** Your instructions **
Word for word, repeat each record that follows.

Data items
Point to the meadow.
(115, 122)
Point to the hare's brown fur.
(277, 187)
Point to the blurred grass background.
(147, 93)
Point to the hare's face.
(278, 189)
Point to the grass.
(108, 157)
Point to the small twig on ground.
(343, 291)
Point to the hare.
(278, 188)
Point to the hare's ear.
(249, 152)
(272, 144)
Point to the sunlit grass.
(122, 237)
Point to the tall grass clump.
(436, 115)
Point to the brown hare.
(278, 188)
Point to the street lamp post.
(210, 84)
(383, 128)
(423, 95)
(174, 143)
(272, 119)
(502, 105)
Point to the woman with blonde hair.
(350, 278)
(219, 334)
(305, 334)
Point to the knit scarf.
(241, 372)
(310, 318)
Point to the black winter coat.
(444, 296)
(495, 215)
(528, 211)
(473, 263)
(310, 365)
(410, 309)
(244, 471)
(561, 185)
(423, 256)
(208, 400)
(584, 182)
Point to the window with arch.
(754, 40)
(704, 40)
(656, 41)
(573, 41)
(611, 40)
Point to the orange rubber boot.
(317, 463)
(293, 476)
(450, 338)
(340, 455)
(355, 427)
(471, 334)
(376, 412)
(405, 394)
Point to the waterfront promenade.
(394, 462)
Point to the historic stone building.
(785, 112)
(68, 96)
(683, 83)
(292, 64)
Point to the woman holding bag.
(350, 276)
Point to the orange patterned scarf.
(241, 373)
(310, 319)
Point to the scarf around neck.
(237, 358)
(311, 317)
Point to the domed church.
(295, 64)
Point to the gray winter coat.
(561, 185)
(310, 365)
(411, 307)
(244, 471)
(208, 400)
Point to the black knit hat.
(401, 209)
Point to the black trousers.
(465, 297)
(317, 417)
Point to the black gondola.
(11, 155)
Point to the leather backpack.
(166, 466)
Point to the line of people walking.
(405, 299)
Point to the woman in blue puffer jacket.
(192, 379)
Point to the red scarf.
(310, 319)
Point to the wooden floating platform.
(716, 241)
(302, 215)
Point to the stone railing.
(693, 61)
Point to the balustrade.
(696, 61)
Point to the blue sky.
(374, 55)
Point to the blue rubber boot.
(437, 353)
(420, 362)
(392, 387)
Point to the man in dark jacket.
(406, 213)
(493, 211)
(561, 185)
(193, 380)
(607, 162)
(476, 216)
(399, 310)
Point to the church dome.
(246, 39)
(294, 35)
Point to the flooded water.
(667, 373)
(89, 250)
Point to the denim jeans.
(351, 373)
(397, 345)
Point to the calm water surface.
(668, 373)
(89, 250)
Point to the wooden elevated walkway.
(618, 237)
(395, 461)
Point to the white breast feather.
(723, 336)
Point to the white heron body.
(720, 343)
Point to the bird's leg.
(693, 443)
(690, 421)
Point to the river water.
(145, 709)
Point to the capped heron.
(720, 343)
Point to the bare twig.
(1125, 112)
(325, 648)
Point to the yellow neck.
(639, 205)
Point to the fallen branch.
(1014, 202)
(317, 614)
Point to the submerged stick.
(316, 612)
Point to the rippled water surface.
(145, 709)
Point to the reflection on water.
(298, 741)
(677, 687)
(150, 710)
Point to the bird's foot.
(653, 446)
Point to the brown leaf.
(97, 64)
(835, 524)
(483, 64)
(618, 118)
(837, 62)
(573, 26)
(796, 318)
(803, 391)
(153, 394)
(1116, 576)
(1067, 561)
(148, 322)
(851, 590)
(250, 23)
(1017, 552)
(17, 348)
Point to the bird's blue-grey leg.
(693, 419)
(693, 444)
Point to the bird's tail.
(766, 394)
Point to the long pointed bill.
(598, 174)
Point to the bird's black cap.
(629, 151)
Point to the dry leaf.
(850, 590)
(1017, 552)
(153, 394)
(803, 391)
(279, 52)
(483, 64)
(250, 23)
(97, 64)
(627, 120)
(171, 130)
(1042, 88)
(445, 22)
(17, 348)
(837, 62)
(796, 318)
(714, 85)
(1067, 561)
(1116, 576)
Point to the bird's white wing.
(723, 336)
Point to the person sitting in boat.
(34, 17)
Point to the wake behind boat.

** Task response **
Point to the meadow.
(115, 122)
Point to the hare's brown fur.
(277, 187)
Point to the blurred grass background.
(147, 93)
Point to the hare's face.
(278, 189)
Point to the grass.
(108, 157)
Point to the small twig on ground.
(343, 291)
Point to the hare.
(278, 188)
Point to the hare's ear.
(249, 152)
(272, 144)
Point to the sunlit grass.
(122, 237)
Point to the tall grass clump.
(436, 115)
Point to the brown hare.
(278, 188)
Point to the street lamp post.
(210, 84)
(383, 128)
(423, 95)
(174, 143)
(272, 119)
(502, 105)
Point to the woman with blonde hair.
(350, 278)
(219, 334)
(305, 334)
Point to the knit scarf.
(241, 372)
(310, 318)
Point to the black winter coat.
(444, 296)
(495, 215)
(528, 211)
(473, 263)
(310, 365)
(410, 309)
(244, 471)
(561, 185)
(423, 256)
(208, 400)
(584, 182)
Point to the window with arch.
(754, 40)
(704, 40)
(656, 41)
(573, 41)
(611, 40)
Point to the orange rubber boot.
(317, 463)
(293, 476)
(450, 338)
(340, 455)
(355, 427)
(471, 334)
(376, 412)
(405, 394)
Point to the waterfront promenade.
(394, 462)
Point to the historic stone building.
(785, 112)
(68, 96)
(683, 83)
(292, 64)
Point to the woman holding bag.
(350, 276)
Point to the orange patterned scarf.
(241, 373)
(310, 319)
Point to the scarf around neck.
(237, 358)
(311, 317)
Point to the domed church.
(295, 64)
Point to the gray winter coat.
(561, 185)
(310, 365)
(411, 307)
(244, 471)
(208, 400)
Point to the black knit hat.
(401, 209)
Point to the black trousers.
(465, 297)
(317, 417)
Point to the black gondola.
(11, 155)
Point to the leather backpack.
(166, 466)
Point to the line of people walking.
(405, 299)
Point to the woman in blue puffer jacket.
(192, 379)
Point to the red scarf.
(310, 319)
Point to the wooden floating platform.
(716, 241)
(302, 215)
Point to the stone railing.
(693, 61)
Point to the balustrade.
(696, 61)
Point to the blue sky.
(374, 55)
Point to the blue rubber boot.
(437, 353)
(420, 362)
(392, 387)
Point to the man in dark jacket.
(406, 213)
(493, 211)
(561, 185)
(193, 380)
(607, 162)
(476, 216)
(399, 310)
Point to the church dome.
(246, 39)
(294, 35)
Point to the flooded water.
(667, 373)
(89, 250)
Point to the denim jeans.
(351, 373)
(397, 345)
Point to the calm water surface.
(668, 373)
(89, 250)
Point to the wooden elevated walkway.
(618, 237)
(395, 461)
Point to the white breast feather.
(723, 336)
Point to the white heron body.
(720, 343)
Point to the bird's leg.
(693, 443)
(690, 421)
Point to the river water.
(145, 709)
Point to the capped heron.
(720, 343)
Point to the bare twig.
(1125, 112)
(325, 648)
Point to the yellow neck.
(639, 205)
Point to the fallen branch.
(1014, 202)
(317, 614)
Point to the submerged stick.
(316, 612)
Point to the rippled water surface.
(145, 709)
Point to the reflection on water.
(298, 741)
(677, 687)
(150, 710)
Point to the bird's foot.
(653, 446)
Point to the brown leaf.
(97, 64)
(835, 524)
(483, 64)
(618, 118)
(837, 62)
(573, 26)
(796, 318)
(803, 391)
(153, 394)
(1116, 576)
(1067, 561)
(148, 322)
(851, 590)
(250, 23)
(1017, 552)
(17, 348)
Point to the bird's blue-grey leg.
(693, 419)
(693, 444)
Point to the bird's tail.
(766, 394)
Point to the long pointed bill.
(598, 174)
Point to the bird's black cap.
(629, 151)
Point to the dry leaf.
(850, 590)
(1017, 552)
(153, 394)
(803, 391)
(279, 52)
(483, 64)
(250, 23)
(97, 64)
(627, 120)
(171, 130)
(1042, 88)
(445, 22)
(17, 348)
(837, 62)
(796, 318)
(714, 85)
(1067, 561)
(1116, 576)
Point to the bird's white wing.
(723, 336)
Point to the person sitting in boat.
(34, 17)
Point to the wake behind boat.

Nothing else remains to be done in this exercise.